● Task statement
Extract every line of the data below word for word, without changing anything.

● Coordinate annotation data

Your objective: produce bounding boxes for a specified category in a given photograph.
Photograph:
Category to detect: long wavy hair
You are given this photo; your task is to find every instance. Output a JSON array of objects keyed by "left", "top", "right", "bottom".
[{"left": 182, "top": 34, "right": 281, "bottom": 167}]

● Exercise response
Your objective: produce bounding boxes for a specified category in a given photograph.
Photograph:
Category to detect: long wavy hair
You are given this photo; your task is to find every instance. Output a JSON array of objects keyed by "left", "top", "right", "bottom".
[{"left": 182, "top": 34, "right": 281, "bottom": 167}]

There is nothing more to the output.